WHAT YOU HAVE TO DO:
Could you quote, exactly as they stand, the lines running from the one with "Ground red football" to the final line of the material?

= = = = =

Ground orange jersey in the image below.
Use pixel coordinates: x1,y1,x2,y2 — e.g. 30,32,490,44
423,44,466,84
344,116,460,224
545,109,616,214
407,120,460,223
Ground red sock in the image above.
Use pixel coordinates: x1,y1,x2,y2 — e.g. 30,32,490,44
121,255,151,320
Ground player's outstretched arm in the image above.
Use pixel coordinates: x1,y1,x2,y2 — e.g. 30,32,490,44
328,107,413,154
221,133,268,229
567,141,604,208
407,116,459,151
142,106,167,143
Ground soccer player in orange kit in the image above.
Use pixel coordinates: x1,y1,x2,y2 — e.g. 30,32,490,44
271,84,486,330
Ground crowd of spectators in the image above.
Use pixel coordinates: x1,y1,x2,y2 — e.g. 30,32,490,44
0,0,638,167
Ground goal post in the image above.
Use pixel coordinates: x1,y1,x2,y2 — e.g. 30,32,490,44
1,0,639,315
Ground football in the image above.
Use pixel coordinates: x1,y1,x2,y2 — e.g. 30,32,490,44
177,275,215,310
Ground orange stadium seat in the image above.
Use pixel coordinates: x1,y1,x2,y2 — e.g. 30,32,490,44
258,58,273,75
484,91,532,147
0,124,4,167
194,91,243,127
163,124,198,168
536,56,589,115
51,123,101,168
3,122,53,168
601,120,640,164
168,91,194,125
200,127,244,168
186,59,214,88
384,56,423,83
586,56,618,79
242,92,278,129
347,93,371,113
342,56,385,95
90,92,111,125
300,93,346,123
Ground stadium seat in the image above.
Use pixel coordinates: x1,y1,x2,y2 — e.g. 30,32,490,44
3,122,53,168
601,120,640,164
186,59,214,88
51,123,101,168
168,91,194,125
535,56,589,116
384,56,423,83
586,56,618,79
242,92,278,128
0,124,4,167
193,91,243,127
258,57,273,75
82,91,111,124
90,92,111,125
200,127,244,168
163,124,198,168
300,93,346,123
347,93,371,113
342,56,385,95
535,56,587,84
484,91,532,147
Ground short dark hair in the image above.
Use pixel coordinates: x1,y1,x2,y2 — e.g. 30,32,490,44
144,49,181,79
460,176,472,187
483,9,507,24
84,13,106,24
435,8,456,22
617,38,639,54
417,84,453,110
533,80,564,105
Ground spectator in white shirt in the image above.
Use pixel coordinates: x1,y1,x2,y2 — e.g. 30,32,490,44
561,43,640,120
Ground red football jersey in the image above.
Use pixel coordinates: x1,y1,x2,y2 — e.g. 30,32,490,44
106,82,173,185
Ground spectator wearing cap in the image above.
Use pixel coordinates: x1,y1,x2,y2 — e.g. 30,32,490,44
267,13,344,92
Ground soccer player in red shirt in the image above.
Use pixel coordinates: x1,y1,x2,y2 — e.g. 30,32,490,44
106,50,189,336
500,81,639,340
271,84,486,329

= = = = =

ANSWER BOX:
Ground red football jersey in the image above.
Use pixel coordinates: x1,y1,x2,y2 — e.g. 30,32,490,44
106,82,173,185
Ground spectator wearing cap in the image above.
Use pixel coordinates: x1,y1,x2,y2 — e.g. 30,32,490,44
267,13,344,92
Ground soccer player in red shirt in the image above.
Use pixel coordinates: x1,y1,x2,y2 — e.g. 30,32,490,44
106,50,189,336
500,81,639,340
271,84,486,329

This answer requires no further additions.